Saved data entries:
::::::

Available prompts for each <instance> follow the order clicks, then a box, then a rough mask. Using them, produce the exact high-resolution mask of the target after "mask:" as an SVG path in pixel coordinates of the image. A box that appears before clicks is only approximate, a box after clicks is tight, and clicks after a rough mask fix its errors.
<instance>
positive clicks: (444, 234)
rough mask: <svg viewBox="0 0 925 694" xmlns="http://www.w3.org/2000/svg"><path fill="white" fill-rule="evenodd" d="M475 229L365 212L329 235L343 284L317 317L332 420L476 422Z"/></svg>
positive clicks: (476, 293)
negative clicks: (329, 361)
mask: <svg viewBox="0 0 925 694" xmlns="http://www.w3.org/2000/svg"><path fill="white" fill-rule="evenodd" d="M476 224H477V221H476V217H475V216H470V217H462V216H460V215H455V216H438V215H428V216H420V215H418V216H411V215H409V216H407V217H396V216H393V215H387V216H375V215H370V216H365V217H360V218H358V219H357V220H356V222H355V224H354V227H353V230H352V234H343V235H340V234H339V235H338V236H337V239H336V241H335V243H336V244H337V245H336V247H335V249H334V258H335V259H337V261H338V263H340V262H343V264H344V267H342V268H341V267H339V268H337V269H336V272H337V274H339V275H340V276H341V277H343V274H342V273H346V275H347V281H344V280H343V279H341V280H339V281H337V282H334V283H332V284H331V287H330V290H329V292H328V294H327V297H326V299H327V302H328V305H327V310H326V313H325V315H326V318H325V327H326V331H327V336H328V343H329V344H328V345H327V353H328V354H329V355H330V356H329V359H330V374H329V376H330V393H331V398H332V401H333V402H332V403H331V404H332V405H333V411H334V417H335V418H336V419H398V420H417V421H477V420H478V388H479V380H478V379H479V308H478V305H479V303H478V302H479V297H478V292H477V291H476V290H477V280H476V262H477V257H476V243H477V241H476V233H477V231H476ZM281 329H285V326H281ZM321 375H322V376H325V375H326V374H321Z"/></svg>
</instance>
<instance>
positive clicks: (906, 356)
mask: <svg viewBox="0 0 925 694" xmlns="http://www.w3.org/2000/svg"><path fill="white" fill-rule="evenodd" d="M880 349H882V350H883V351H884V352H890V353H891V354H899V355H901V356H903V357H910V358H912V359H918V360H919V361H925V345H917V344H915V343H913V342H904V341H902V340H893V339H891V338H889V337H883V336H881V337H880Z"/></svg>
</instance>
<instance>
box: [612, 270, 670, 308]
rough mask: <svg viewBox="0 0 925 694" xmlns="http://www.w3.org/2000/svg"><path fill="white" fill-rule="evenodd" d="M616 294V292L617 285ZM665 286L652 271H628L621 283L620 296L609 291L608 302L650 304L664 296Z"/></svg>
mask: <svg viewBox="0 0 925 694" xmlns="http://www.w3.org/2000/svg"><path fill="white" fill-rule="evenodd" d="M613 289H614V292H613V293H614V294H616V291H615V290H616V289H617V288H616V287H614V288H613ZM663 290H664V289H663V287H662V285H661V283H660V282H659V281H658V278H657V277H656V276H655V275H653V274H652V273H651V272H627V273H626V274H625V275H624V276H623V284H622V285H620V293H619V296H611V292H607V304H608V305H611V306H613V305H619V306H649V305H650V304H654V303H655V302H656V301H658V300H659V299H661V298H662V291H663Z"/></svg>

::::::

REQUIRED ACTION:
Please retype every one of the entries above, character for character.

ANSWER TO THIS EXERCISE:
Available prompts for each <instance> follow the order clicks, then a box, then a rough mask. Using them, produce the exact high-resolution mask of the target after "mask:" as an SVG path in pixel coordinates of the image. A box that appears before clicks is only approximate, a box after clicks is tight, and clicks after a rough mask fix its errors.
<instance>
positive clicks: (444, 234)
rough mask: <svg viewBox="0 0 925 694" xmlns="http://www.w3.org/2000/svg"><path fill="white" fill-rule="evenodd" d="M475 229L365 212L329 235L343 284L317 317L332 420L476 422Z"/></svg>
positive clicks: (476, 293)
negative clicks: (329, 361)
mask: <svg viewBox="0 0 925 694" xmlns="http://www.w3.org/2000/svg"><path fill="white" fill-rule="evenodd" d="M476 224H477V221H476V217H475V216H470V217H462V216H460V215H455V216H438V215H428V216H420V215H418V216H411V215H409V216H407V217H396V216H393V215H387V216H375V215H370V216H365V217H360V218H358V219H357V220H356V222H355V224H354V227H353V230H352V234H343V235H340V234H339V235H338V236H337V239H336V241H335V243H336V244H337V245H336V247H335V249H334V258H335V259H337V261H338V263H340V262H343V264H344V267H342V268H341V267H339V268H337V269H336V272H337V274H339V275H340V276H341V277H343V274H342V273H346V275H347V281H344V280H343V279H341V280H339V281H337V282H334V283H332V284H331V287H330V290H329V292H328V294H327V297H326V299H327V302H328V305H327V310H326V313H325V315H326V318H325V327H326V331H327V336H328V343H329V344H328V345H327V353H328V354H329V355H330V356H329V359H330V374H329V376H330V393H331V398H332V401H333V402H332V403H331V404H332V405H333V411H334V417H335V418H336V419H398V420H417V421H477V420H478V388H479V380H478V379H479V308H478V305H479V303H478V302H479V297H478V292H477V291H476V290H477V280H476V262H477V257H476V243H477V241H476V233H477V231H476ZM281 329H285V326H281ZM321 375H322V376H325V375H326V374H321Z"/></svg>
</instance>
<instance>
positive clicks: (906, 356)
mask: <svg viewBox="0 0 925 694" xmlns="http://www.w3.org/2000/svg"><path fill="white" fill-rule="evenodd" d="M880 349H882V350H883V351H884V352H890V353H891V354H899V355H901V356H903V357H910V358H912V359H918V360H919V361H925V345H917V344H915V343H913V342H904V341H902V340H893V339H891V338H889V337H883V336H881V337H880Z"/></svg>
</instance>
<instance>
box: [612, 270, 670, 308]
rough mask: <svg viewBox="0 0 925 694" xmlns="http://www.w3.org/2000/svg"><path fill="white" fill-rule="evenodd" d="M616 294V292L617 285ZM665 286L652 271H628L621 283L620 296L609 291L608 302L650 304L664 296Z"/></svg>
mask: <svg viewBox="0 0 925 694" xmlns="http://www.w3.org/2000/svg"><path fill="white" fill-rule="evenodd" d="M613 289H614V292H613V293H614V294H616V291H615V290H616V289H617V288H616V287H614V288H613ZM663 290H664V289H663V287H662V285H661V283H660V282H659V281H658V278H657V277H656V276H655V275H653V274H652V273H651V272H627V273H626V274H625V275H624V276H623V284H622V285H620V293H619V296H611V292H607V304H608V305H611V306H613V305H619V306H649V305H650V304H654V303H655V302H656V301H658V300H659V299H661V298H662V291H663Z"/></svg>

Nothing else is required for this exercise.